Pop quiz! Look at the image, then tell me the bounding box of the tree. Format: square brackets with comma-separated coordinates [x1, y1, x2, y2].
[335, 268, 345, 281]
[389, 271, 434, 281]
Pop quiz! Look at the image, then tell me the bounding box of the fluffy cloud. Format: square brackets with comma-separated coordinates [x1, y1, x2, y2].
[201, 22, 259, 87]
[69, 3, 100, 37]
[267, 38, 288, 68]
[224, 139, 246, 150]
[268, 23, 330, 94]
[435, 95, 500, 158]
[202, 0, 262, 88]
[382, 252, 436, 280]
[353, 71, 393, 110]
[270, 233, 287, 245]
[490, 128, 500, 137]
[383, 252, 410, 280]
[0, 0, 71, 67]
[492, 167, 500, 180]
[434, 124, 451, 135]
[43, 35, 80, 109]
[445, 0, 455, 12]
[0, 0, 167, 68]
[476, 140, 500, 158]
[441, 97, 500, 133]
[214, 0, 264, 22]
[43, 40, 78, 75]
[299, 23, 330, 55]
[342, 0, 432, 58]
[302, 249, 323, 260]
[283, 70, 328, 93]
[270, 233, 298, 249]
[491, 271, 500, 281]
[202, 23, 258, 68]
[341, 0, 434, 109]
....
__Task to complete__
Each line of the material should be echoed exactly.

__Task result__
Pop quiz! Look at the image, then tell me the bounding box of the tree. Format: square brackets with comma-separated coordinates [x1, y1, x2, y2].
[335, 268, 345, 281]
[389, 271, 434, 281]
Pop quiz! Look at the image, then tell me the bounding box of the fluffy cloud. Format: square brackets with comma-separated coordinates [x1, y1, x2, y2].
[201, 22, 259, 87]
[69, 3, 100, 37]
[267, 38, 288, 68]
[224, 139, 246, 150]
[268, 23, 330, 94]
[435, 95, 500, 158]
[202, 0, 262, 88]
[382, 252, 436, 280]
[353, 71, 393, 110]
[270, 233, 287, 245]
[490, 128, 500, 137]
[383, 252, 410, 280]
[0, 0, 71, 67]
[492, 167, 500, 180]
[434, 124, 451, 135]
[43, 35, 80, 109]
[445, 0, 455, 12]
[0, 0, 167, 68]
[476, 140, 500, 158]
[441, 97, 500, 133]
[214, 0, 264, 22]
[43, 40, 78, 75]
[299, 23, 330, 55]
[342, 0, 432, 58]
[302, 249, 323, 260]
[283, 70, 328, 93]
[270, 233, 298, 249]
[491, 271, 500, 281]
[202, 23, 258, 68]
[341, 0, 434, 109]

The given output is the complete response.